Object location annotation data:
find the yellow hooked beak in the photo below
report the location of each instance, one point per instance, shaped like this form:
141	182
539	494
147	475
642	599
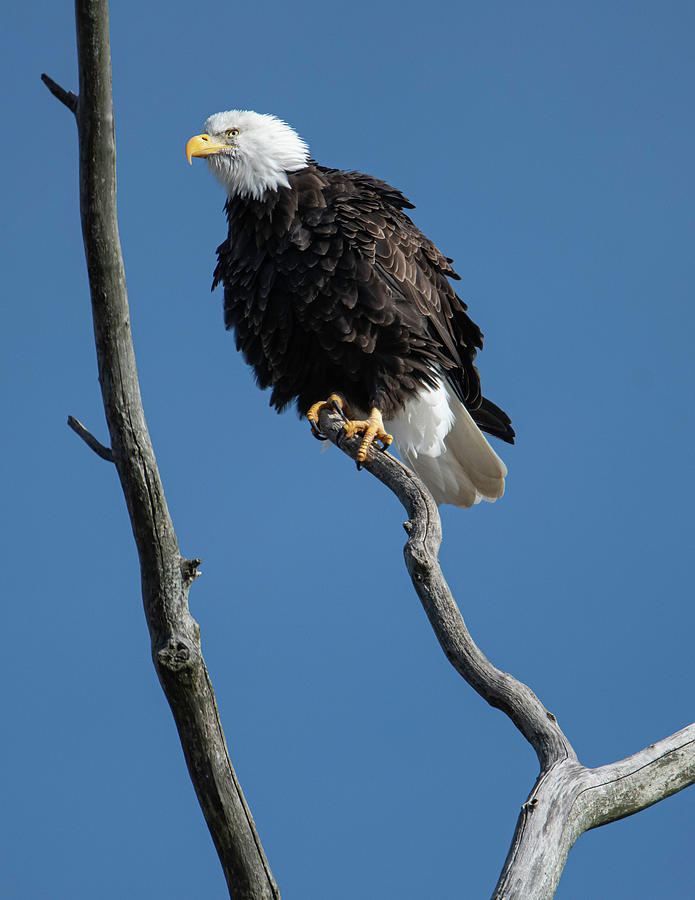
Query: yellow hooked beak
202	145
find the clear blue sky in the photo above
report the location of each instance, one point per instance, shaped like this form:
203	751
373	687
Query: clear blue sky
549	148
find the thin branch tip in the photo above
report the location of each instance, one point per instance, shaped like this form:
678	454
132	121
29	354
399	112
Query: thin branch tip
67	98
89	439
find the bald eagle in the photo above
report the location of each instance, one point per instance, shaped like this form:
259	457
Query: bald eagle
336	298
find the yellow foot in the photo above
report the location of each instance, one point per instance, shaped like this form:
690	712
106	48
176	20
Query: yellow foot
372	430
335	401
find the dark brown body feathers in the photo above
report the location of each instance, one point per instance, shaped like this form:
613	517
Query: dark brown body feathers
330	288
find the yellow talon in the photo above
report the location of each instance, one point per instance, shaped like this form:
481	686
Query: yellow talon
372	429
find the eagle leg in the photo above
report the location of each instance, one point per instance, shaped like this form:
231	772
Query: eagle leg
372	430
335	402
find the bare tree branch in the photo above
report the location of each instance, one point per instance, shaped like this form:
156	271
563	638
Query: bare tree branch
166	576
630	785
89	439
567	798
67	98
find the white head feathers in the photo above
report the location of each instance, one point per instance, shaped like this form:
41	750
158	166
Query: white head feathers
259	150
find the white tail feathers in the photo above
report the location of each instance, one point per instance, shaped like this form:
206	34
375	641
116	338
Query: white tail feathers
436	435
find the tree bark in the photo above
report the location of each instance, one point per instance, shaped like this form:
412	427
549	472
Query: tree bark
567	798
165	575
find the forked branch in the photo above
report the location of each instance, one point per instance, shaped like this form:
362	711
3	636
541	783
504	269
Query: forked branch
567	798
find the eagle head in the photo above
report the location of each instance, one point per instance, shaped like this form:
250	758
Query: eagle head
248	152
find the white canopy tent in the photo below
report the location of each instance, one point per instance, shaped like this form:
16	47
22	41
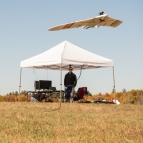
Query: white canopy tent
63	55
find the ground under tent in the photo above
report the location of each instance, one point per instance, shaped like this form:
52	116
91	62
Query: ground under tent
63	55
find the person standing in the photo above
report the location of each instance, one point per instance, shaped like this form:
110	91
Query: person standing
70	82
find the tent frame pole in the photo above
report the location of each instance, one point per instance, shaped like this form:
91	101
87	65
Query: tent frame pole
114	90
61	83
20	84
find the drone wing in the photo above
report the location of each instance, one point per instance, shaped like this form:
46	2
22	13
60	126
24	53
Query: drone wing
102	20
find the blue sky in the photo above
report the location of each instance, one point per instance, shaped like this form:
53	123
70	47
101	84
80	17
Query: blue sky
24	33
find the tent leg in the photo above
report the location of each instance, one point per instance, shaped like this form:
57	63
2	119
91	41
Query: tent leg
114	84
20	84
61	82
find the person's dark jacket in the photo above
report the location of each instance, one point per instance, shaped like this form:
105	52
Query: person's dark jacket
70	79
39	97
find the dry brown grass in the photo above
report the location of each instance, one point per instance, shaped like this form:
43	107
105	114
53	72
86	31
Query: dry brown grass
73	123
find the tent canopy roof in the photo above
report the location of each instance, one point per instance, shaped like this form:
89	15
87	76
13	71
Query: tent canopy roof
65	54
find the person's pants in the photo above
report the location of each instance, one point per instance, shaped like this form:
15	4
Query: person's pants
69	93
33	99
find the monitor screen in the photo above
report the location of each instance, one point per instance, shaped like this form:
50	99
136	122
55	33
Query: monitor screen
45	84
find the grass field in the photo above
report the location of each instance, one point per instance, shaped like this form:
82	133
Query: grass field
73	123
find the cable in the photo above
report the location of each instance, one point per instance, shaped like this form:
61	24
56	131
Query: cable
61	96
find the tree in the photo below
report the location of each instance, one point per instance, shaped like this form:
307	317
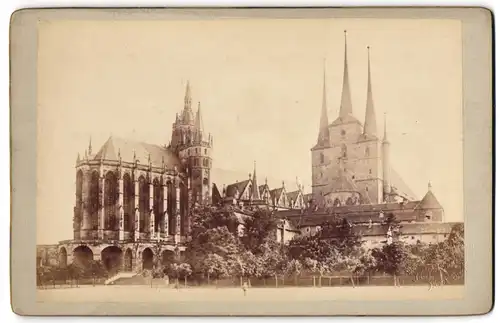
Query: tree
295	268
391	259
259	229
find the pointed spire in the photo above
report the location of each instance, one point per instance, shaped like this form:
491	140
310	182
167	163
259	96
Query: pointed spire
345	103
385	127
90	145
187	113
199	120
370	119
323	135
255	187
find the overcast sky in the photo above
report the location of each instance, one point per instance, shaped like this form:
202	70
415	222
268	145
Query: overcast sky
260	87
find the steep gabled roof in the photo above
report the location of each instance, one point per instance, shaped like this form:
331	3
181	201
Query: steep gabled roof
116	147
239	186
429	202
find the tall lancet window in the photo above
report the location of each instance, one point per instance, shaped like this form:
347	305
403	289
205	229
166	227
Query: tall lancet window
128	203
183	208
158	205
143	203
344	151
110	197
94	200
79	189
171	207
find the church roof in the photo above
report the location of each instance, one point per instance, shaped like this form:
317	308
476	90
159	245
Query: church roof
239	186
216	196
343	184
293	195
116	147
262	188
429	202
345	119
401	187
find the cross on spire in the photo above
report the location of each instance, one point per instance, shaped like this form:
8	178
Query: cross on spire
345	103
370	127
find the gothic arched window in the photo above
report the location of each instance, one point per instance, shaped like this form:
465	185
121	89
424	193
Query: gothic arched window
143	203
171	207
336	202
128	203
110	197
158	205
344	151
94	200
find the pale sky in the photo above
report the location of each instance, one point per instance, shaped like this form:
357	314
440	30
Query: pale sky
260	87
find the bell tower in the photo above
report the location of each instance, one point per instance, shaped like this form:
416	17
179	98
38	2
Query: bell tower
194	147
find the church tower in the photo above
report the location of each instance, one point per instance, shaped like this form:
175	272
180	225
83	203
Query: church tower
194	147
369	168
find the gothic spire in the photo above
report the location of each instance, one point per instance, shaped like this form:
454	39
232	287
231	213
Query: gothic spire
90	145
199	120
345	103
385	128
370	119
323	135
187	113
255	187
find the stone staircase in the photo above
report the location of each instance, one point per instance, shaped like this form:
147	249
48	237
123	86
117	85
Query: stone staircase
121	276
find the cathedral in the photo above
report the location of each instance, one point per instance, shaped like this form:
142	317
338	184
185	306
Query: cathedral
352	178
133	199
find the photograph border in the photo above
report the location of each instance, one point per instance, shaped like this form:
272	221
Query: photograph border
477	38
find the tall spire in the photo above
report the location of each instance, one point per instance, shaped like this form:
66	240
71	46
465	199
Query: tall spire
199	120
345	103
90	145
187	113
255	187
323	135
370	119
385	127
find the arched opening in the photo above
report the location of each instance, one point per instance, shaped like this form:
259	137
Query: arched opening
63	257
111	258
167	258
110	197
127	265
344	151
147	259
94	200
128	203
83	256
171	207
143	203
158	205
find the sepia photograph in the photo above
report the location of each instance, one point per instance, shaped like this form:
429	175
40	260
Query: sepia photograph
249	159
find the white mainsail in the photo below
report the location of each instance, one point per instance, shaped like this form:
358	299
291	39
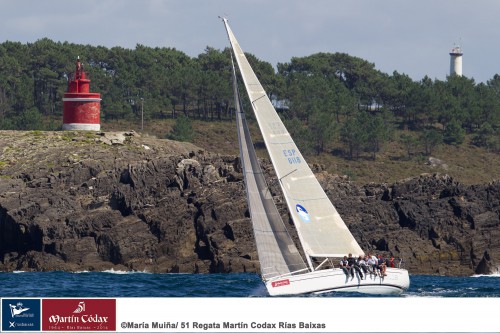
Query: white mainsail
278	255
321	230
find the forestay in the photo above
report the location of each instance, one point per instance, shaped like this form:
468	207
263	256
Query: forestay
277	253
321	230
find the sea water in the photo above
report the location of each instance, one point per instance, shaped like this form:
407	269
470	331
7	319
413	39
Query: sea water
143	284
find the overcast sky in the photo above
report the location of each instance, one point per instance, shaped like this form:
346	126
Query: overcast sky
413	37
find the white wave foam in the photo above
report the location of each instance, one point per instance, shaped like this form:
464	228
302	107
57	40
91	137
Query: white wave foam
112	271
487	275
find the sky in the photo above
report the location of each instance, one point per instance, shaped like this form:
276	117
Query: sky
412	37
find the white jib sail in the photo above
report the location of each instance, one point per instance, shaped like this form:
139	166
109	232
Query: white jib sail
321	230
278	255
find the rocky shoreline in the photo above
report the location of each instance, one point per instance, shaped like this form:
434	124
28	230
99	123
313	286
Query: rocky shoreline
95	201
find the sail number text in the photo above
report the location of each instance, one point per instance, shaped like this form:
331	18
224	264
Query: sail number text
290	154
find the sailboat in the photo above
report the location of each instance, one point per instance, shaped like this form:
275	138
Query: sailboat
322	233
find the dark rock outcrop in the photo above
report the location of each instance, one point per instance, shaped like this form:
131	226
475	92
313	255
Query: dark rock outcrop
80	201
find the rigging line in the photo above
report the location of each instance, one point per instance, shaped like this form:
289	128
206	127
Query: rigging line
255	100
288	174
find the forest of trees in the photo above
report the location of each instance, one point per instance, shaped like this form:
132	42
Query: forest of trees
323	97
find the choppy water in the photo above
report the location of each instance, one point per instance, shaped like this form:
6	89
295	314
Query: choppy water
126	284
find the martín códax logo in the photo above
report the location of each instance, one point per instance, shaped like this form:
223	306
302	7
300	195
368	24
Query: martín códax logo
79	315
20	315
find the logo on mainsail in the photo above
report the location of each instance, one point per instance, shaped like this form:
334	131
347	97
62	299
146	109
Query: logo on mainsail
304	215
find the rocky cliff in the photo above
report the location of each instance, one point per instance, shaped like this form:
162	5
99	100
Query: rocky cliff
96	201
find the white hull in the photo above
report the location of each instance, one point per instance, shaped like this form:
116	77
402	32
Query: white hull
395	283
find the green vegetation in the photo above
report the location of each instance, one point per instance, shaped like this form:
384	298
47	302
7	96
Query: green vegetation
340	109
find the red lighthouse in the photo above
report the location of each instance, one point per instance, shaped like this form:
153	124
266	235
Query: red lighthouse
82	108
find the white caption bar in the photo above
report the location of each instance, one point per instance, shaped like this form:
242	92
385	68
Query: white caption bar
308	315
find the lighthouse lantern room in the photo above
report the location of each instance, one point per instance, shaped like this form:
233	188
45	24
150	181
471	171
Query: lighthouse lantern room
82	108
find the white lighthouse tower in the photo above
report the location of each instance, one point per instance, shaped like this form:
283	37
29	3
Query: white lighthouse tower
456	61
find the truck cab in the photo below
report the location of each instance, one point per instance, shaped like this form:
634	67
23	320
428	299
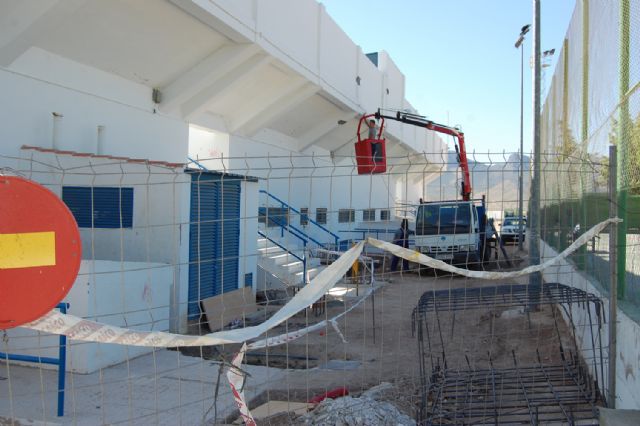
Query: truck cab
450	231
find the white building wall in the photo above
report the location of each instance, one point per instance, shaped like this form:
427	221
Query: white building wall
40	83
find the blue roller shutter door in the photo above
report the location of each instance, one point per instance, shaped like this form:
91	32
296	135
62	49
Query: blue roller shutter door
214	237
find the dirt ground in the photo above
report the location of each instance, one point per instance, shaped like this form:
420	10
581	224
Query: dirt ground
381	345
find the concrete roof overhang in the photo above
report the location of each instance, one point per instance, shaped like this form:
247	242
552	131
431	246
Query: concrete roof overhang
208	69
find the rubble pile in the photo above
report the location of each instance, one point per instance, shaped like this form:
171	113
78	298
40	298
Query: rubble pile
363	410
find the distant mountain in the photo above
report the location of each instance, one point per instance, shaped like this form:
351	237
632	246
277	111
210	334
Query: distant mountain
497	180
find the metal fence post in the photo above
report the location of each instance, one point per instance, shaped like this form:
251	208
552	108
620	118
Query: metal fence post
613	284
623	143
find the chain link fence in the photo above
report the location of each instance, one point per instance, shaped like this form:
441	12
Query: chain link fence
593	102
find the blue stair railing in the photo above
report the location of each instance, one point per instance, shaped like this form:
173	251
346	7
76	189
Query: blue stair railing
283	204
303	259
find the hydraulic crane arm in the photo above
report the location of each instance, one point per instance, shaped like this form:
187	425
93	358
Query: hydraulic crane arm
420	121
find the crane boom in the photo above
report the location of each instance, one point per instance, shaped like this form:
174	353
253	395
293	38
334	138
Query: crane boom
420	121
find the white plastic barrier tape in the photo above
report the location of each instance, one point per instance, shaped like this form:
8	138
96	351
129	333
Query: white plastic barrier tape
417	257
86	330
236	379
293	335
91	331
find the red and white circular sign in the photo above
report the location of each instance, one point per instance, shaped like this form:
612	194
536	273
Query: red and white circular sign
40	251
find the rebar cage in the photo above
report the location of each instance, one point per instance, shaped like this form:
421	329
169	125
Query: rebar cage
498	379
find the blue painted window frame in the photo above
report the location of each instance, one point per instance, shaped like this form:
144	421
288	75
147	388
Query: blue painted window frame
100	207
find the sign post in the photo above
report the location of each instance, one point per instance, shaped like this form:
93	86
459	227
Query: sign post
40	251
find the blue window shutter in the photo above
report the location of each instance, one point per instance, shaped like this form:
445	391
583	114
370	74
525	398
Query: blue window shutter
78	199
214	237
100	207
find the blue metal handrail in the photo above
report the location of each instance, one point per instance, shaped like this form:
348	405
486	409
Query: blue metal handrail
336	238
61	361
303	259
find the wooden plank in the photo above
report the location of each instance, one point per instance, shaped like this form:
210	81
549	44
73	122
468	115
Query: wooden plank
234	305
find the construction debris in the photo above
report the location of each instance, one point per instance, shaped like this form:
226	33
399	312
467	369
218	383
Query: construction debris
350	411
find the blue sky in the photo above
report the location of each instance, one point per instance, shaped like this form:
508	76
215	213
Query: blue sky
459	59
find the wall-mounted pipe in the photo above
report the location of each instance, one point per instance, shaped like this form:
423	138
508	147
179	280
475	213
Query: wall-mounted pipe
100	141
55	133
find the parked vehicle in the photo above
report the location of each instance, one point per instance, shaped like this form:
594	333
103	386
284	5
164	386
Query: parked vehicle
510	229
454	231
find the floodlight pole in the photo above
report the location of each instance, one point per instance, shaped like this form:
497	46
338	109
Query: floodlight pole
519	44
534	214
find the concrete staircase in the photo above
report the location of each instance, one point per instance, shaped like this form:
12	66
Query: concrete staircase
279	268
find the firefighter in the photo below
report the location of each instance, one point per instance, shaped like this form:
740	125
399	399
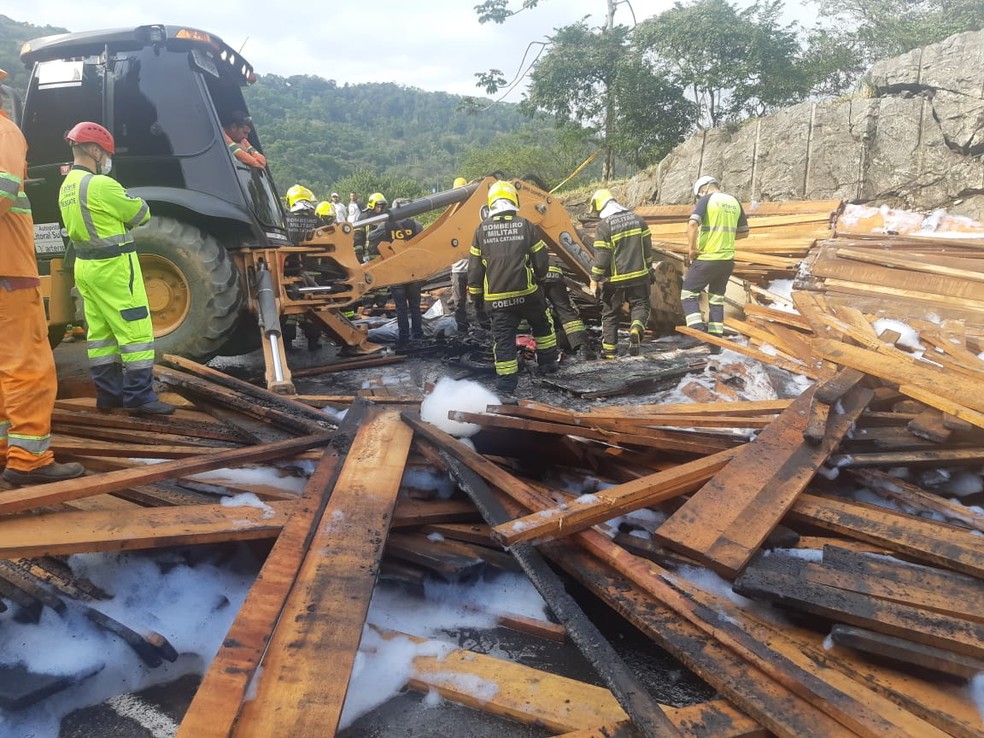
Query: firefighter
28	382
623	257
325	212
555	291
236	130
506	260
99	215
717	221
406	297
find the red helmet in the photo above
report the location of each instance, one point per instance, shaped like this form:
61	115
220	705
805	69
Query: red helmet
87	132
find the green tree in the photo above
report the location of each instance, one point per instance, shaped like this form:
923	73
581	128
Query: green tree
593	79
733	63
879	29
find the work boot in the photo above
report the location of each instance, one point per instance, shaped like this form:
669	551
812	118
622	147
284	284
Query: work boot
507	383
53	472
157	407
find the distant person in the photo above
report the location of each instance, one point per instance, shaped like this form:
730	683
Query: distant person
623	254
99	216
406	297
28	382
717	222
341	209
506	260
325	212
236	130
354	208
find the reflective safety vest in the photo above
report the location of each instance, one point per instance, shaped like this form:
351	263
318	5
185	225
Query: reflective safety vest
721	218
16	227
98	214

Your objective: Locate the line with "find the distant person in the photo above" in the entries above; extract it and every line after it, verbatim.

Result:
find the distant person in the photo above
report the location of each instance, one point per instance, shaped like this form:
730	683
Query: distant person
623	254
99	216
406	297
28	382
717	222
341	209
506	260
325	212
236	130
354	208
find the reflective safety vest in the photo above
report the location of each instance, one point per instance, shaped like this form:
351	263
318	5
185	225
Query: reflective safety vest
721	218
16	227
98	214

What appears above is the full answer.